* **EXERCISE DESCRIPTION**:
Each line below that carries the string "glass" must appear in the answer.

* **EXCERPTED DATA**:
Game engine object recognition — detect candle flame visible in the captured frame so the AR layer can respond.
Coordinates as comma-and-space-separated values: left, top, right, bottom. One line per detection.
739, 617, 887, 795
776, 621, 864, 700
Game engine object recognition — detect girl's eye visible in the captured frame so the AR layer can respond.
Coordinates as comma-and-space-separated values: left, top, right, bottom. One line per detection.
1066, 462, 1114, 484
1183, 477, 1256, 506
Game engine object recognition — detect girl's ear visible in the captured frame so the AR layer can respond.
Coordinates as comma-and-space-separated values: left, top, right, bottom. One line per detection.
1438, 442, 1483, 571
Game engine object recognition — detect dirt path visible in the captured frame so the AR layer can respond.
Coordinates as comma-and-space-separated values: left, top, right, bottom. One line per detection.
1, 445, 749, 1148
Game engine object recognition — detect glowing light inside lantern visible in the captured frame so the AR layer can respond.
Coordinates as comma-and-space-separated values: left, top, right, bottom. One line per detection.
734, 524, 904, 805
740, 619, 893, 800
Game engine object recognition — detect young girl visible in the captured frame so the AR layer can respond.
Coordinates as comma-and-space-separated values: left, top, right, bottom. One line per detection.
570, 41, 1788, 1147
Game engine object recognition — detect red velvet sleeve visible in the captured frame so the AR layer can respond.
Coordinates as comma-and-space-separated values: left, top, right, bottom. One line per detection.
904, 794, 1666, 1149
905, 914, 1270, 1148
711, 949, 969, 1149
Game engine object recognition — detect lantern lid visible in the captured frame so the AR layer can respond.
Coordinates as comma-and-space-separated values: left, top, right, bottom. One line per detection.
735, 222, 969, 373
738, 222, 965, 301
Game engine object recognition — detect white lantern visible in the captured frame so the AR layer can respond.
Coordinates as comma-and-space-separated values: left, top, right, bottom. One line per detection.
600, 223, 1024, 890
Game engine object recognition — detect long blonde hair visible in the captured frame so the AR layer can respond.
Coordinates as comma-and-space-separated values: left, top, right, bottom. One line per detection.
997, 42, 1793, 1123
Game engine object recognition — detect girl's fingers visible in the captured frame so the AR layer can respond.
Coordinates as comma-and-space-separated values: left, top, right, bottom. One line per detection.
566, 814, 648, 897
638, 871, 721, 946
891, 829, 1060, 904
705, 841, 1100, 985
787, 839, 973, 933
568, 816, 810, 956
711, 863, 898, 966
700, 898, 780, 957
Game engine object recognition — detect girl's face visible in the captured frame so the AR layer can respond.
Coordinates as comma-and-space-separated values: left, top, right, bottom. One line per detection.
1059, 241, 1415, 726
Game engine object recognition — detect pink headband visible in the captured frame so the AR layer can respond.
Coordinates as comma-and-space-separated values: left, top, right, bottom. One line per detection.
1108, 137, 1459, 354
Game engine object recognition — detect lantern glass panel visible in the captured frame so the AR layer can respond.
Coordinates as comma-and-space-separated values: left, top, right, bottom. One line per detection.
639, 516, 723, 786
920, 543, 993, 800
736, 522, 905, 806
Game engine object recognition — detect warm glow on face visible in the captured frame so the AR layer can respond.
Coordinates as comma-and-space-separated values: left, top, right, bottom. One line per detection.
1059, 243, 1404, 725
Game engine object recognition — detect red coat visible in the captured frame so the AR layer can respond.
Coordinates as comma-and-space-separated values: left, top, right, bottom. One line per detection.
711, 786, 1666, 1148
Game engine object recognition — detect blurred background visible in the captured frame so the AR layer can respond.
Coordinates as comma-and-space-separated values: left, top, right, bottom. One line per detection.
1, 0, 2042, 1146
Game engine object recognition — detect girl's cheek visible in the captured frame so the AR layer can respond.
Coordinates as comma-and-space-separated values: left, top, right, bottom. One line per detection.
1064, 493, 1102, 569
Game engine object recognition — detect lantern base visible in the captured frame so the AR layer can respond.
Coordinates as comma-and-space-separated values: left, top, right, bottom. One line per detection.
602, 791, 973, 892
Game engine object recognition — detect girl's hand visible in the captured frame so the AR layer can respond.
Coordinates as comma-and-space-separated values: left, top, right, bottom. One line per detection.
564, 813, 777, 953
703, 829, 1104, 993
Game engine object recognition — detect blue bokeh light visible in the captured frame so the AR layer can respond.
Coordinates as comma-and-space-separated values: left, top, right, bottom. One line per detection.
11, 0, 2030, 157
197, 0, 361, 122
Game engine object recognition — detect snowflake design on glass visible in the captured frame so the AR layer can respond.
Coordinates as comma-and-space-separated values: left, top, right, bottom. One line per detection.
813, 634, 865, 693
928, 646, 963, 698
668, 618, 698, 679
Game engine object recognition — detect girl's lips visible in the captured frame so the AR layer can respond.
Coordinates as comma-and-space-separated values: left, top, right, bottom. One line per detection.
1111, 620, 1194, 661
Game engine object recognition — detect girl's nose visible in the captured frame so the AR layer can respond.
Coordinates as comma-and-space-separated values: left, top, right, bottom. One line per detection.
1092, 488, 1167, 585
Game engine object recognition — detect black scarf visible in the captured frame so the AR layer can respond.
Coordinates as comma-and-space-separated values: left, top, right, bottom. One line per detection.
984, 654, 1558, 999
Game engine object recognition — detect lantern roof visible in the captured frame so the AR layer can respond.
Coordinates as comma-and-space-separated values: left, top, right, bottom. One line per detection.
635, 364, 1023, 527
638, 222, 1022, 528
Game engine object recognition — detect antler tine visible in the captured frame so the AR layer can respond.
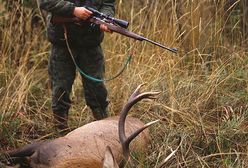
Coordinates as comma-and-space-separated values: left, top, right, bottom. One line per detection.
129, 83, 160, 105
129, 83, 146, 100
122, 119, 160, 159
133, 91, 160, 103
119, 84, 160, 161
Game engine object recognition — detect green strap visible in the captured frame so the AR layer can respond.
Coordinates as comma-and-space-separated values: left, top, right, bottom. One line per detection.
75, 55, 132, 82
64, 25, 131, 82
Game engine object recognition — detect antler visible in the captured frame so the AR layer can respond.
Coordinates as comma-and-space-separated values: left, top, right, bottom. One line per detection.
118, 84, 160, 160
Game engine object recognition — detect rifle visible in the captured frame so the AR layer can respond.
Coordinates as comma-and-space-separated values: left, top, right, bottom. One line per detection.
52, 7, 178, 53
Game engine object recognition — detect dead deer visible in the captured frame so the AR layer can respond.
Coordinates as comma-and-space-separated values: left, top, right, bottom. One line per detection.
5, 84, 160, 168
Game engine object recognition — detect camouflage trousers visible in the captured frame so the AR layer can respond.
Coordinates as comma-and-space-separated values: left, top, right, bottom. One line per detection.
48, 44, 108, 120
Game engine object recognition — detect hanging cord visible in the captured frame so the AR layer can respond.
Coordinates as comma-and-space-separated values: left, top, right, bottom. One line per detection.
63, 25, 132, 82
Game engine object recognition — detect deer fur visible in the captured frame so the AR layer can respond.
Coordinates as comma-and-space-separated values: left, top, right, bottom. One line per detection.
6, 84, 159, 168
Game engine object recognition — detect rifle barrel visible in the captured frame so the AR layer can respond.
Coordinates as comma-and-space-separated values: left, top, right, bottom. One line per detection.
142, 38, 178, 53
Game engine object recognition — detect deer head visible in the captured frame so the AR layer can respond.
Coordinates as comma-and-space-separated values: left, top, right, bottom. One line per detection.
103, 84, 160, 167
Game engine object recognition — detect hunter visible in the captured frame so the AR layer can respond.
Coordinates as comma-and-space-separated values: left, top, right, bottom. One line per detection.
39, 0, 115, 130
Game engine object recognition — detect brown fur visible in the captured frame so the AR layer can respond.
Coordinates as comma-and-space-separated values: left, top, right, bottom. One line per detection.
9, 116, 149, 168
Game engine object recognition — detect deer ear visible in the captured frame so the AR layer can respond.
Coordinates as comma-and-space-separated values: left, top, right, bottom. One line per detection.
103, 146, 119, 168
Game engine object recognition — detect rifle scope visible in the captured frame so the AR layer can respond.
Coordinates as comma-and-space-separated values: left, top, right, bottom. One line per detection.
86, 7, 129, 28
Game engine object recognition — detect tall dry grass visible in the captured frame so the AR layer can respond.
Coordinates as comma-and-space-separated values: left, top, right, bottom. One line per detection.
1, 0, 248, 167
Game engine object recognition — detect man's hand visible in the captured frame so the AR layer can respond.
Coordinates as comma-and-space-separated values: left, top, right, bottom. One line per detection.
73, 7, 112, 33
100, 24, 112, 33
73, 7, 92, 20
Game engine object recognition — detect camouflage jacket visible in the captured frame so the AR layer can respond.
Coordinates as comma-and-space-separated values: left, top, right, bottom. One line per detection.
39, 0, 115, 47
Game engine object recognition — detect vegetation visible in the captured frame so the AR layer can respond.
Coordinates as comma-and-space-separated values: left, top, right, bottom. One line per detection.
1, 0, 248, 167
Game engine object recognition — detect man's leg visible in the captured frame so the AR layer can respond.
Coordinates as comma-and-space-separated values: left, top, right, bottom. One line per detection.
48, 44, 76, 130
83, 81, 109, 120
78, 46, 109, 120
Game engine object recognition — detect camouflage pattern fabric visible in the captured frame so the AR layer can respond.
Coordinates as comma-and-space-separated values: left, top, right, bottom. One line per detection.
49, 44, 109, 120
38, 0, 115, 120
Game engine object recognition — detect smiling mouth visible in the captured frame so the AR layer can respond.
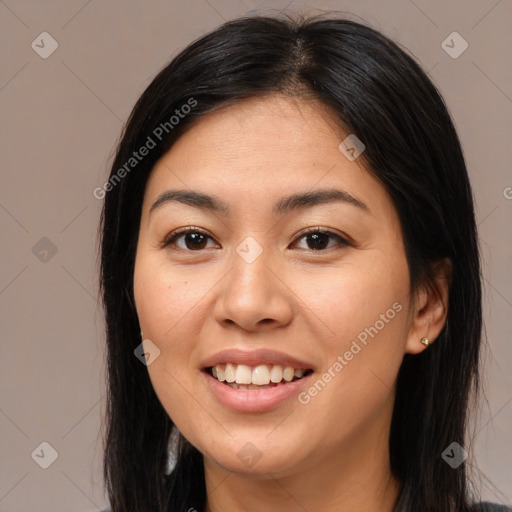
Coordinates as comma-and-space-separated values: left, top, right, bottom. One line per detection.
206, 363, 313, 390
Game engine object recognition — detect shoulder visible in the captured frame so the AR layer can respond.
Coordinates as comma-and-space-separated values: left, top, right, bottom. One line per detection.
471, 502, 512, 512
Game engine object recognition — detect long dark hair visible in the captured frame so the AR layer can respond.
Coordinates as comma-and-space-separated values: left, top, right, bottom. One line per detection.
98, 12, 482, 512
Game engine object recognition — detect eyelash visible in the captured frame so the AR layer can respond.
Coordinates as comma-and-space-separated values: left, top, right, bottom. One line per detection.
160, 226, 352, 252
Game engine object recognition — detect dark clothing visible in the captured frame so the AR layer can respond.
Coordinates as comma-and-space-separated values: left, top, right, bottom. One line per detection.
471, 503, 512, 511
100, 503, 512, 511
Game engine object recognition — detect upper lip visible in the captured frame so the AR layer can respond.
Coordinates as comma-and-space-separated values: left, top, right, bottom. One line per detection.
201, 349, 314, 370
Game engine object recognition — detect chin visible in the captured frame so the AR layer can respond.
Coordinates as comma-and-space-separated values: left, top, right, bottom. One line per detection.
197, 431, 308, 477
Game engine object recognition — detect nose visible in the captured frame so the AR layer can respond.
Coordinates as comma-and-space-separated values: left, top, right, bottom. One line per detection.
213, 247, 293, 332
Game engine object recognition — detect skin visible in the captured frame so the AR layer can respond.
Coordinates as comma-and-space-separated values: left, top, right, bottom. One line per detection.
133, 94, 450, 512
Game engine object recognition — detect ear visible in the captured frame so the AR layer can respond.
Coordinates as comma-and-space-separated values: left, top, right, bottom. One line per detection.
405, 258, 452, 355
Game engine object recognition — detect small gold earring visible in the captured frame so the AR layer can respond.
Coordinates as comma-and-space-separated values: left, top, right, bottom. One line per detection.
421, 337, 430, 346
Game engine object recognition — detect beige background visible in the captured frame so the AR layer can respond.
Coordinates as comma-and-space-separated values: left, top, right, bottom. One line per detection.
1, 0, 511, 510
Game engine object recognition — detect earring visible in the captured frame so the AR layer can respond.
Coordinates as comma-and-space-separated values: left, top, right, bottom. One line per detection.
421, 337, 430, 347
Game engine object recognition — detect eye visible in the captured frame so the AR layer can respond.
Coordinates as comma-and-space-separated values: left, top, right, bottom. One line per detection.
291, 227, 351, 251
161, 226, 351, 252
160, 227, 218, 251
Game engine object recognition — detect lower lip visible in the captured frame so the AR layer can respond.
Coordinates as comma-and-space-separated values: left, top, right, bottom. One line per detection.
202, 370, 313, 412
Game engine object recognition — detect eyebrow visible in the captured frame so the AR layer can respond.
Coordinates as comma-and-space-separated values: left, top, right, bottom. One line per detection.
149, 188, 369, 216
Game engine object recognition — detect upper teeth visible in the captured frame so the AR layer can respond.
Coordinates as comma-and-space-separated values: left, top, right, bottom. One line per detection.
211, 363, 306, 385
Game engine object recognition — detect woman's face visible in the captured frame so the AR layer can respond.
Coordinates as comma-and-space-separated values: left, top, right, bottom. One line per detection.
133, 94, 424, 478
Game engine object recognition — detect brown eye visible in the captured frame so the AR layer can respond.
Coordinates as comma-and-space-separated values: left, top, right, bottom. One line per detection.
179, 232, 209, 250
161, 226, 350, 253
161, 228, 217, 251
292, 228, 351, 251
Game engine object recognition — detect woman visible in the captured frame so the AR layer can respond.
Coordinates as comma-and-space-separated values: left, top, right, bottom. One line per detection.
98, 13, 511, 512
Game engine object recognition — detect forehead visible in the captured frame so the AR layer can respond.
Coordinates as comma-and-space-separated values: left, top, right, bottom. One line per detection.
171, 94, 346, 162
142, 94, 393, 220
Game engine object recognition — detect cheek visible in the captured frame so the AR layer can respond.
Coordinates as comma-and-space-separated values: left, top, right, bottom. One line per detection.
133, 253, 218, 423
293, 257, 409, 425
291, 255, 409, 353
133, 253, 214, 353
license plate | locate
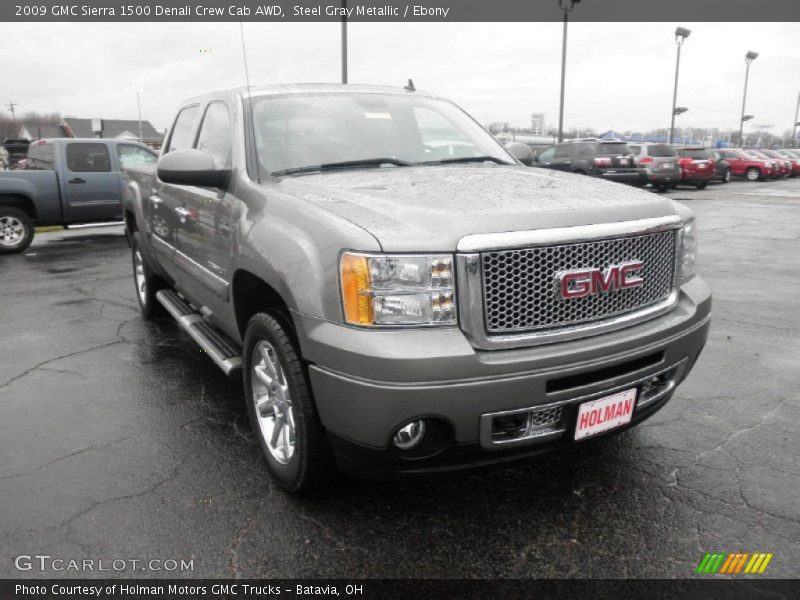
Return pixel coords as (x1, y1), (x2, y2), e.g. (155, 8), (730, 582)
(574, 388), (637, 440)
(663, 162), (674, 168)
(619, 158), (629, 165)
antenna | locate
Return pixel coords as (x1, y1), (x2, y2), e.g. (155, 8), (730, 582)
(239, 21), (261, 182)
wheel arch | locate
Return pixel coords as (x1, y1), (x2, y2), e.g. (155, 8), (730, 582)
(0, 193), (38, 222)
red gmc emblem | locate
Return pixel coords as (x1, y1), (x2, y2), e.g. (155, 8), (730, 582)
(556, 261), (644, 300)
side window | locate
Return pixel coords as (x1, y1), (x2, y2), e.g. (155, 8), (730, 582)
(66, 143), (111, 172)
(554, 143), (574, 158)
(166, 105), (200, 154)
(195, 102), (233, 169)
(629, 145), (641, 155)
(577, 144), (595, 158)
(117, 144), (157, 169)
(536, 147), (556, 161)
(26, 143), (55, 170)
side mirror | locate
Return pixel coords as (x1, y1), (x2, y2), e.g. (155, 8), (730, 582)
(506, 142), (534, 166)
(157, 149), (229, 188)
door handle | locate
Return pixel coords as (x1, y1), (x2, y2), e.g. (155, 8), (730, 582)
(149, 195), (162, 206)
(68, 177), (86, 184)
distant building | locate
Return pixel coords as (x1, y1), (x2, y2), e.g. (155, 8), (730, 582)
(530, 113), (546, 135)
(18, 118), (164, 149)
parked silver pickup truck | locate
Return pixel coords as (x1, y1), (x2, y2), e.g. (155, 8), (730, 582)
(123, 84), (711, 492)
(0, 138), (156, 253)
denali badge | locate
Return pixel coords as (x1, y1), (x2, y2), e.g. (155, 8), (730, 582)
(556, 261), (644, 300)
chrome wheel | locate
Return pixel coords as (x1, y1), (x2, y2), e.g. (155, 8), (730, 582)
(723, 169), (731, 183)
(746, 168), (760, 181)
(251, 340), (295, 465)
(133, 248), (147, 305)
(0, 216), (25, 247)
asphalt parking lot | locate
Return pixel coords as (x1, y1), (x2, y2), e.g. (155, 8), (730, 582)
(1, 178), (799, 579)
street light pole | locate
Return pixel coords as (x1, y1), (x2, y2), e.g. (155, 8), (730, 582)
(738, 51), (758, 147)
(793, 91), (800, 148)
(341, 0), (348, 84)
(557, 0), (581, 143)
(669, 27), (690, 144)
(136, 92), (143, 143)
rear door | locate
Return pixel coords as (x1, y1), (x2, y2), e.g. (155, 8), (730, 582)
(148, 105), (200, 272)
(63, 141), (122, 222)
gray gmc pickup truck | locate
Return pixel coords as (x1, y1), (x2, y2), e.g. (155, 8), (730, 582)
(123, 84), (711, 492)
(0, 138), (157, 253)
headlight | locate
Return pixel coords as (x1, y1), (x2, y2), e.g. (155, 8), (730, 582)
(340, 252), (456, 326)
(679, 221), (697, 283)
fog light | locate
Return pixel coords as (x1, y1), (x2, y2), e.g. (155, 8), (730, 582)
(393, 420), (426, 450)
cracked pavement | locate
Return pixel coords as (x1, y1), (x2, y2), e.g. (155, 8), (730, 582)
(1, 178), (798, 579)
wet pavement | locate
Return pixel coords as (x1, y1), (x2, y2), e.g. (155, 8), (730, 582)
(1, 178), (799, 579)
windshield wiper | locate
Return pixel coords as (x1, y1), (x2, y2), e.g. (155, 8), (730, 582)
(421, 156), (513, 166)
(271, 158), (412, 177)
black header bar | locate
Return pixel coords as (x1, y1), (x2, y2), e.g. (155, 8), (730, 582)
(4, 0), (800, 22)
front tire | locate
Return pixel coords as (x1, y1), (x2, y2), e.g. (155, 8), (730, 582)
(0, 207), (35, 255)
(721, 168), (731, 183)
(745, 167), (761, 181)
(243, 313), (331, 493)
(131, 231), (165, 318)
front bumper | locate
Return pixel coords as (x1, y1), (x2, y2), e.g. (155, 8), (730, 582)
(295, 277), (711, 477)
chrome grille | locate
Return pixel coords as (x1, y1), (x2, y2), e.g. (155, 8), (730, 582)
(481, 231), (677, 333)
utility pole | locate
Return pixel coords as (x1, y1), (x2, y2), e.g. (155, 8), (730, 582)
(793, 91), (800, 148)
(7, 101), (18, 135)
(136, 92), (143, 142)
(341, 0), (348, 84)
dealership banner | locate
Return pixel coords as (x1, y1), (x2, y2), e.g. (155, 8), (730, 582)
(3, 0), (800, 22)
(3, 579), (800, 599)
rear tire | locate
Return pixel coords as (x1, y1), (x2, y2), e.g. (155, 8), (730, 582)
(0, 207), (35, 255)
(745, 167), (761, 181)
(131, 231), (165, 319)
(721, 168), (731, 183)
(243, 312), (332, 493)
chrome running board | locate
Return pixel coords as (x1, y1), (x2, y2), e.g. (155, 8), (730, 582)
(156, 289), (242, 375)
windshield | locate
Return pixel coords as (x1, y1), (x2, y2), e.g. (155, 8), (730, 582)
(678, 149), (713, 160)
(596, 142), (632, 156)
(250, 93), (512, 175)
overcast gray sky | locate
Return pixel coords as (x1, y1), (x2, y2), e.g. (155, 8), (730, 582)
(2, 22), (798, 135)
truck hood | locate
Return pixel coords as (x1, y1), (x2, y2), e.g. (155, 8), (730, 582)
(276, 165), (680, 252)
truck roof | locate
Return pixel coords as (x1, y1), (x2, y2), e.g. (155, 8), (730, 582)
(183, 83), (437, 104)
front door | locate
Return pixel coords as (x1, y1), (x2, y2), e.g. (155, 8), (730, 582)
(173, 101), (236, 304)
(63, 142), (122, 222)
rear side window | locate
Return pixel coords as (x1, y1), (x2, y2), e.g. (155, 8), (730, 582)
(66, 143), (111, 172)
(647, 144), (677, 157)
(678, 148), (713, 159)
(721, 150), (741, 159)
(554, 143), (575, 158)
(196, 102), (233, 169)
(26, 143), (55, 170)
(596, 143), (632, 156)
(166, 106), (200, 153)
(577, 144), (595, 157)
(629, 145), (642, 154)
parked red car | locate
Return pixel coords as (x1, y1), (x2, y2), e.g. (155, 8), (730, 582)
(758, 149), (793, 177)
(741, 149), (782, 179)
(675, 147), (716, 189)
(716, 149), (773, 181)
(775, 149), (800, 177)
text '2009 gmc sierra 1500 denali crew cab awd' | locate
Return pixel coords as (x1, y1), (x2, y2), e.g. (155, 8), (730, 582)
(123, 84), (711, 493)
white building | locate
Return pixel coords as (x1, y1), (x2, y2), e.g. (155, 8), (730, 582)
(530, 113), (546, 135)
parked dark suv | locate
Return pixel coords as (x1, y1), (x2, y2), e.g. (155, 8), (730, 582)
(532, 140), (641, 185)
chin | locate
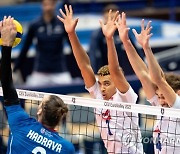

* **YOUR RESPONSE**:
Game engine object recognition — detect lantern glass panel visible in the captured frame so the AR layer can respond.
Game engine object recognition — detect snowflake design on glass visible in the captured frame so the AR layer can respond.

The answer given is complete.